▶ _SOURCE PASSAGE_
^^^^^^^^
Liz Dack will be well known to many readers of this post. She is an exuberant evangelist for the cause of wildlife, a great supporter of Norfolk Wildlife Trust, excellent photographer, knowledgeable naturalist and jolly good company.
I first encountered Liz whilst working for NWT and helping to manage their Wildlife Information Service. Liz was a regular contributor of images to our wildlife gallery and she moved on to become an education volunteer. Over the past decade I’ve got to know her well and we have enjoyed many excursions into the wilds of Norfolk seeking out the wealth of wild creatures that abound. Liz has accomplished much and has a lot to tell, I’ll let her get on with it…..…..Oh and all the wildlife images accompanying this profile were taken by Liz except the bittern in black & white taken by Emma Turner.
What event triggered your interest in the natural world?
Spending holidays with my grandmother as a child. She would point out and name various garden birds and butterflies. She loved robins and thrushes. I always think of her when I hear a cuckoo. She would say ‘summer is on it’s way – the cuckoo has returned’! I love hearing the cuckoo for this reason.
Give a sketch of a typical day in your life
I love to get up at the crack of dawn. It’s a lovely time of the day to hear the birds sing and watch the sky colours change as the sun rises. Firstly I feed the birds and voles in my garden and check the night camera to see if any hedgehogs have visited our garden and eaten the food put out for them.
Mondays and Wednesdays I go out with my camera regardless of the weather! Rain or shine, there is always something to see and photograph. Maybe an otter will swim through, I may hear a bitten boom or take photos of dewdrops on rose hips.
You’ve worked in the education sector and volunteered for wildlife charities. What would you consider the most rewarding aspects of this work?
I find it rewarding to know my photographs and the work I do are used and appreciated. I like to inspire , encourage and to make a difference where I can. I want to encourage others to enjoy what I enjoy and to try new things. I feel most rewarded by the comments, remarks and confidence that Norfolk Wildlife Trust have given me. They constantly compliment me on my engagement with visitors at the events I work at and my photography, which they have published several times, for other magazines and newspapers as well as their own. As well as being Education Events Volunteer for them, they have also asked me to be a volunteer photographer on many occasions. I feel privileged to be asked to do this; as an amateur I never think of myself as a photographer, just as someone who loves nature and enjoys taking photos as a hobby. It’s great to be able to give something back.
What do you consider the greatest challenges facing wildlife today?
I think we humans are the greatest challenges to wildlife. We have taken their land to build houses. We have driven some of them from their natural habitats by doing away with hedges and putting up fences.
^^^^^^^^
▶ _PROVIDED RECORDS_
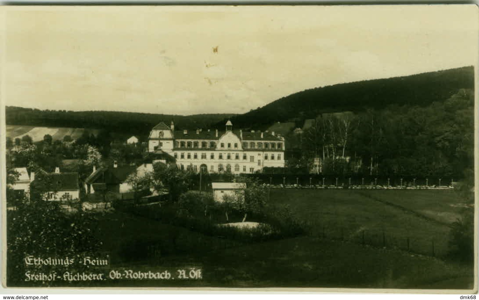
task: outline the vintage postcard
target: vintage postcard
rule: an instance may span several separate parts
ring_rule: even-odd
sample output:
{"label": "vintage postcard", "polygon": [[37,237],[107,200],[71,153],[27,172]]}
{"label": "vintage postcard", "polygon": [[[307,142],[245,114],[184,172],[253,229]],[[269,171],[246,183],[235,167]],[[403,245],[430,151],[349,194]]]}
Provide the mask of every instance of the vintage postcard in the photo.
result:
{"label": "vintage postcard", "polygon": [[477,291],[477,6],[0,11],[4,287]]}

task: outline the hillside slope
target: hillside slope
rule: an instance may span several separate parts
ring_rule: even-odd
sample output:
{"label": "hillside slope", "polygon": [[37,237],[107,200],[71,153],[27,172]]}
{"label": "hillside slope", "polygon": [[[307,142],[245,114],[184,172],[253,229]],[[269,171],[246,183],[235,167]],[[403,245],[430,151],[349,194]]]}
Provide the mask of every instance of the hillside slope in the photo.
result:
{"label": "hillside slope", "polygon": [[[231,121],[237,128],[266,129],[274,122],[305,120],[323,113],[357,112],[391,104],[424,106],[445,100],[459,89],[474,89],[474,86],[473,67],[341,83],[289,95],[236,115]],[[218,125],[224,122],[221,120]]]}

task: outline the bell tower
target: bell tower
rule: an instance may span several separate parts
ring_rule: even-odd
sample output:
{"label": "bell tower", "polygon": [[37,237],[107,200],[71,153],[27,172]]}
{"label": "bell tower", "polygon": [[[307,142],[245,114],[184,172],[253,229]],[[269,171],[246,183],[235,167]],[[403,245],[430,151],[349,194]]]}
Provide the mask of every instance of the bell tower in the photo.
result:
{"label": "bell tower", "polygon": [[231,131],[233,130],[233,123],[229,120],[226,122],[226,132]]}

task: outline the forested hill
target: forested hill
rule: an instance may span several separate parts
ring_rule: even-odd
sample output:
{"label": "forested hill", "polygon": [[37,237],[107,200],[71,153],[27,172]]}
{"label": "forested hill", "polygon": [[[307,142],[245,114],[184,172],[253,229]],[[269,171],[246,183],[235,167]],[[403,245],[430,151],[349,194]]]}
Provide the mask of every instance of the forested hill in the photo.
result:
{"label": "forested hill", "polygon": [[148,132],[160,121],[169,126],[172,120],[179,129],[196,129],[209,127],[211,124],[234,115],[231,114],[184,116],[113,111],[74,112],[16,106],[7,106],[5,113],[8,125],[105,129],[132,134]]}
{"label": "forested hill", "polygon": [[231,121],[237,128],[266,129],[275,122],[313,118],[323,113],[357,112],[391,104],[425,106],[448,99],[460,89],[474,87],[473,67],[342,83],[289,95]]}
^^^^^^^^
▶ _YOUR GOAL_
Reproduce word for word the part of the Liz Dack interview above that starts at "I think we humans" and stops after "putting up fences.".

▶ _FULL ANSWER_
I think we humans are the greatest challenges to wildlife. We have taken their land to build houses. We have driven some of them from their natural habitats by doing away with hedges and putting up fences.